Collection entries:
* * * *
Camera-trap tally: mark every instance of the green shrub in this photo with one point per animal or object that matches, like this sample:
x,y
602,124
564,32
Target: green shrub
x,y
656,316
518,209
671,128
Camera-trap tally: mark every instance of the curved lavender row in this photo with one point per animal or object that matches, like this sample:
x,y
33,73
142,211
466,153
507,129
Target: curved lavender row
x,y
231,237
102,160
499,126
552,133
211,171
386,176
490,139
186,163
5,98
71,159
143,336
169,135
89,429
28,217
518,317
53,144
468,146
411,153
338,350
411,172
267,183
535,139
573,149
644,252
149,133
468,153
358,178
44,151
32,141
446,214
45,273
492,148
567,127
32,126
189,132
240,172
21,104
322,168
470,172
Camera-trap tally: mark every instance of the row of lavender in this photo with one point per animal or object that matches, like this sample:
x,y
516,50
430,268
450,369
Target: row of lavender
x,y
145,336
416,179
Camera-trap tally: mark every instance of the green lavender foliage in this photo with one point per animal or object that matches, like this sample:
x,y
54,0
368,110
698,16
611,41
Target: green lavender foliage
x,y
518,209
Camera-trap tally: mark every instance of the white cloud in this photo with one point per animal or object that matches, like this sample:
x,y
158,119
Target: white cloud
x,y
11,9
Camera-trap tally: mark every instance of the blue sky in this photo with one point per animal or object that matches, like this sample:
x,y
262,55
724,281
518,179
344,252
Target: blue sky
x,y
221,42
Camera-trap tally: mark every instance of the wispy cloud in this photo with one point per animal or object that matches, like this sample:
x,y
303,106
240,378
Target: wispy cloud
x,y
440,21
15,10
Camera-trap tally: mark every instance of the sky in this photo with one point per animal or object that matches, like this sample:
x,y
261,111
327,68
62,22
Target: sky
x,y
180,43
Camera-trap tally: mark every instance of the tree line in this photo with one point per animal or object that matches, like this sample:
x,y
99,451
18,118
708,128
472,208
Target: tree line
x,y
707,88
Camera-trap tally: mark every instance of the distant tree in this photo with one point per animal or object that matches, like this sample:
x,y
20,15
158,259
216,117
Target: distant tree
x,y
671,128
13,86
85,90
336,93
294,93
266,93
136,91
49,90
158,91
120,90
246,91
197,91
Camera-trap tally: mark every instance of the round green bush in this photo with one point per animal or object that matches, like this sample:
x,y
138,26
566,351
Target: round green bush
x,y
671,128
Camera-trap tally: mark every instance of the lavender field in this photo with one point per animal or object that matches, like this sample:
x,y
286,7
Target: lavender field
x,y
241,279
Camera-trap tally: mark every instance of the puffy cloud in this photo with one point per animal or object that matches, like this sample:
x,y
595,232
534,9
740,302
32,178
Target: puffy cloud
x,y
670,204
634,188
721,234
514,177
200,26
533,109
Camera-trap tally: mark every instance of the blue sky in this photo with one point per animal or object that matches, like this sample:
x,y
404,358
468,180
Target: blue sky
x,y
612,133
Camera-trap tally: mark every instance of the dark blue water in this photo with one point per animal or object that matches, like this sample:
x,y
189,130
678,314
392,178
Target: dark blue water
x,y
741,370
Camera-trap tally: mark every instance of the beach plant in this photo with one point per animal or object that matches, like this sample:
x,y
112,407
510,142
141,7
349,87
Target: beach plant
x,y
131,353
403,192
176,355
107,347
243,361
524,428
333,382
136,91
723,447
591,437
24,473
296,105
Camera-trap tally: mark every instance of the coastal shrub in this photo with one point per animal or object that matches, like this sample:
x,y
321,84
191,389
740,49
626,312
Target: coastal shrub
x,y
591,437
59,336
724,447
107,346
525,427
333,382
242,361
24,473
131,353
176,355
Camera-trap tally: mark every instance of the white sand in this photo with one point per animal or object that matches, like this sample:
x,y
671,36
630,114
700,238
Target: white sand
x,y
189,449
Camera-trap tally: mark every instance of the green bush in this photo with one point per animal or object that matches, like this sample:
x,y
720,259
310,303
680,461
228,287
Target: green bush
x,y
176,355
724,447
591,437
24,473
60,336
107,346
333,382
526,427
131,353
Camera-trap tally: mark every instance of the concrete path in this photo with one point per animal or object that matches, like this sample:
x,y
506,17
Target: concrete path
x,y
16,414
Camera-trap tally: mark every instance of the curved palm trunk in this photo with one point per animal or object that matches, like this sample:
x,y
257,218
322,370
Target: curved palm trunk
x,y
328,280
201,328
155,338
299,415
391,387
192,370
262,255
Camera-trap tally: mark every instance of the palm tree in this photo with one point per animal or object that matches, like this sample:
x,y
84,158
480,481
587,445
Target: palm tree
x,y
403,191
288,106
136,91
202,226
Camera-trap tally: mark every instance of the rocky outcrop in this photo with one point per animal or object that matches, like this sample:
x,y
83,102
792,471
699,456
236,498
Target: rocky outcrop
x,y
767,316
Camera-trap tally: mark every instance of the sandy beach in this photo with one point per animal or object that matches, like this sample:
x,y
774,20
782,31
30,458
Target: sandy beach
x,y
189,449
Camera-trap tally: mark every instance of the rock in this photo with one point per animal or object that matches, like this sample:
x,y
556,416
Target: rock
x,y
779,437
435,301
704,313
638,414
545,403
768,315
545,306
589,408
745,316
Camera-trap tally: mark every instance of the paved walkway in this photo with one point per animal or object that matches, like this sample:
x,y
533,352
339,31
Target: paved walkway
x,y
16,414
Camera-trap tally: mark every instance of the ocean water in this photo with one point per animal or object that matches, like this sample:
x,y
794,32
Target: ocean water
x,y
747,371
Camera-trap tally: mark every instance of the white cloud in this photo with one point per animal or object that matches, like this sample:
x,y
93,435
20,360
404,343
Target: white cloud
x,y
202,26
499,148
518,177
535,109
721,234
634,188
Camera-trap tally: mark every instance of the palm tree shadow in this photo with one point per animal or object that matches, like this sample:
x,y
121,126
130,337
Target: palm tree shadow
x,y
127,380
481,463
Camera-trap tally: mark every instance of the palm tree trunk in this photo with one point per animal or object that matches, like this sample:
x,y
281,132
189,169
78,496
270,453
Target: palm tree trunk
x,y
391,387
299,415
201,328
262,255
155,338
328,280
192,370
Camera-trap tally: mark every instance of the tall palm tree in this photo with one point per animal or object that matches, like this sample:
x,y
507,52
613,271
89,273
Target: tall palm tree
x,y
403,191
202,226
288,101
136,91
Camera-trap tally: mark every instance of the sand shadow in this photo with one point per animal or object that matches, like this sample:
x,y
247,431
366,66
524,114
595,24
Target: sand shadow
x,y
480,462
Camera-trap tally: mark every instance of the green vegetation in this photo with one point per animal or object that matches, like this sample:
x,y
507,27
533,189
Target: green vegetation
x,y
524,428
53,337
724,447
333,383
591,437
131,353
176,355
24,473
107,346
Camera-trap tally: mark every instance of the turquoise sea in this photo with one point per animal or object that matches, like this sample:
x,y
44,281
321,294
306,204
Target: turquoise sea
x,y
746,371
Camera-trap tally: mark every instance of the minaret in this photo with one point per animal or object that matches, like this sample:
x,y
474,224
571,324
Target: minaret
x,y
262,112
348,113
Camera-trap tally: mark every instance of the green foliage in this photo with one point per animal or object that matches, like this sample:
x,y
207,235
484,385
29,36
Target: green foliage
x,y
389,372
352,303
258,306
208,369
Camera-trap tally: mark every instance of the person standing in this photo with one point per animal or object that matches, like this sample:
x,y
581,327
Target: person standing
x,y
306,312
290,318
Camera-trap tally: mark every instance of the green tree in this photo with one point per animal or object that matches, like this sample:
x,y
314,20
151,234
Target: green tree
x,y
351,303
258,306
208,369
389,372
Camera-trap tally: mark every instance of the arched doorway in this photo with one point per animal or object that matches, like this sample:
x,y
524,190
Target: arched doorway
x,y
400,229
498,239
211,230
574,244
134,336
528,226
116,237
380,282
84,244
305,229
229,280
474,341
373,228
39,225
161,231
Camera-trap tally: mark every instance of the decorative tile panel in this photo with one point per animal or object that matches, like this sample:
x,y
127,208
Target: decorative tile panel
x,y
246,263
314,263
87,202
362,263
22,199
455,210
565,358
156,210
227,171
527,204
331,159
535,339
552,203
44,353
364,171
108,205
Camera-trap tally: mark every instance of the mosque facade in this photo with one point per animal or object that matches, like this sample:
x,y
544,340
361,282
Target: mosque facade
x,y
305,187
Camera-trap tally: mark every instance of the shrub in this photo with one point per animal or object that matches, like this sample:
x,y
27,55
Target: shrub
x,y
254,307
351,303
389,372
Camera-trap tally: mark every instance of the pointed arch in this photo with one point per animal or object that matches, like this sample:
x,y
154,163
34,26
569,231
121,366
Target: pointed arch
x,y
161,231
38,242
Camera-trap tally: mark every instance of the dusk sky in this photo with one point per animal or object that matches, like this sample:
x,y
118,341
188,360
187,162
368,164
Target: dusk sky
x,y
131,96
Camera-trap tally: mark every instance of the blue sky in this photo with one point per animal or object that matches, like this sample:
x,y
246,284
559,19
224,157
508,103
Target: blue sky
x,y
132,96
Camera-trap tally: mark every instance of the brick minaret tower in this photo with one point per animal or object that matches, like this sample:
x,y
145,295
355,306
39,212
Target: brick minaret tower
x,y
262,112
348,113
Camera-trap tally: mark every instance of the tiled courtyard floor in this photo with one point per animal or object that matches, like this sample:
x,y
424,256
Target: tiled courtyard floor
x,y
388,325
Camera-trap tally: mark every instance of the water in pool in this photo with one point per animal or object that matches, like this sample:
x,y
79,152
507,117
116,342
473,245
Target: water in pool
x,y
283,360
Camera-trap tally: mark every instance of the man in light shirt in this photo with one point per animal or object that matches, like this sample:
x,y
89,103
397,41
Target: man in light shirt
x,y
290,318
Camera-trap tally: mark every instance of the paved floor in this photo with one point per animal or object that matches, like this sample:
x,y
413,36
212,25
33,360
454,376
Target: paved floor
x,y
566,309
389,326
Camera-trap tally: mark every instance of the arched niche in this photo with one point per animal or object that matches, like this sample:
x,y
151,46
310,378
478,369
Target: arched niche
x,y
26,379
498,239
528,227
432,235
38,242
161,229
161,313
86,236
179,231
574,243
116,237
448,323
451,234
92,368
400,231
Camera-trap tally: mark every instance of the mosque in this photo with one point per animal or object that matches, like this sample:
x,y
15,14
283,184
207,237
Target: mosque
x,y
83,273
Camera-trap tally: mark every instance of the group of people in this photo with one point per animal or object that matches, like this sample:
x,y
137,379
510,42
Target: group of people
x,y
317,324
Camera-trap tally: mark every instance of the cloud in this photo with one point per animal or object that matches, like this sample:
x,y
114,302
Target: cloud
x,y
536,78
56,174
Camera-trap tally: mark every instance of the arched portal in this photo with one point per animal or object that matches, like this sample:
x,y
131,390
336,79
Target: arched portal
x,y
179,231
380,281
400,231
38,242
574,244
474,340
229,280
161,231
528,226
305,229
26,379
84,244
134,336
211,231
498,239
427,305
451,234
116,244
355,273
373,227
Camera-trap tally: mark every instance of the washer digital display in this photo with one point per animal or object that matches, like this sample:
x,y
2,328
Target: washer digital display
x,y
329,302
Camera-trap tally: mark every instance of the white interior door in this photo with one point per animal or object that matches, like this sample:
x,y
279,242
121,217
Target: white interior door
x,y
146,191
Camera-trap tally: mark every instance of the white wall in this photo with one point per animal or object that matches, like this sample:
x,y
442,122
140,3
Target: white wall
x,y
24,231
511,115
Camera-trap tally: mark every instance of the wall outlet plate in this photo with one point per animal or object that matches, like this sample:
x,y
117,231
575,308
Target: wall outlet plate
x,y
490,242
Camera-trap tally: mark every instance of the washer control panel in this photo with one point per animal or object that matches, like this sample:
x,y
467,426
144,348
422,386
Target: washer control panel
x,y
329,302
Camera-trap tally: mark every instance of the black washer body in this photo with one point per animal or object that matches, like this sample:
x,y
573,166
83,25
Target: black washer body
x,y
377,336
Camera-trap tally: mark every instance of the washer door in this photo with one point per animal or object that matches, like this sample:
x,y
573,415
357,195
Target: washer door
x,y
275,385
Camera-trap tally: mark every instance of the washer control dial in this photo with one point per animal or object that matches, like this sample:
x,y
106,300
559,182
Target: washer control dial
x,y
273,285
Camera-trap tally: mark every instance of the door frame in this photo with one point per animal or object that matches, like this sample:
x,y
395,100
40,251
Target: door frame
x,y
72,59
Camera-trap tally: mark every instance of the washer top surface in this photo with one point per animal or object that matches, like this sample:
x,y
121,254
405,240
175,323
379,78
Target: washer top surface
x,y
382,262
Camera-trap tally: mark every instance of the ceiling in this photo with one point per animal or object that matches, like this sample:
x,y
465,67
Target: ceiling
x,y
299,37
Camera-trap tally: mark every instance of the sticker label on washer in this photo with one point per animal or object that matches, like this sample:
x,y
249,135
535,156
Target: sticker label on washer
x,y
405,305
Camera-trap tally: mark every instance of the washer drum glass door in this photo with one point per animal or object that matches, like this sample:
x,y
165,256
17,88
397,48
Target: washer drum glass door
* * * *
**Instruction**: Find the line containing "control dial in". Reproduce it exactly, along with every line after it through the last.

**Problem solution**:
Camera-trap tally: mark every instance of the washer control dial in this photo with one point per animal or object that matches, like this sample:
x,y
106,300
559,182
Target: washer control dial
x,y
273,285
Camera-trap tally: mark every instance of the door frame in this photo with one point per animal or object that matches, like this sample:
x,y
395,100
40,251
Target: door frame
x,y
72,59
Camera-trap tally: mark every instance of the washer top surface in this photo with one point per animal or object that matches, like this sample:
x,y
121,254
405,240
175,323
379,78
Target: washer top surface
x,y
382,262
Camera-trap tally: mark every instance of the ceiling in this photo with one point per animal or object that matches, like this sample:
x,y
465,67
Target: ceiling
x,y
299,37
Camera-trap tally: mark every instance of the sticker label on washer in this photo with one point per animal or object that matches, like this sample:
x,y
249,135
535,156
Target: sticker label on washer
x,y
405,305
Camera-trap tally: mark every instance of the washer drum glass door in this photo with one point per animal or object that matches, like this sample:
x,y
165,256
17,88
397,48
Target: washer drum glass door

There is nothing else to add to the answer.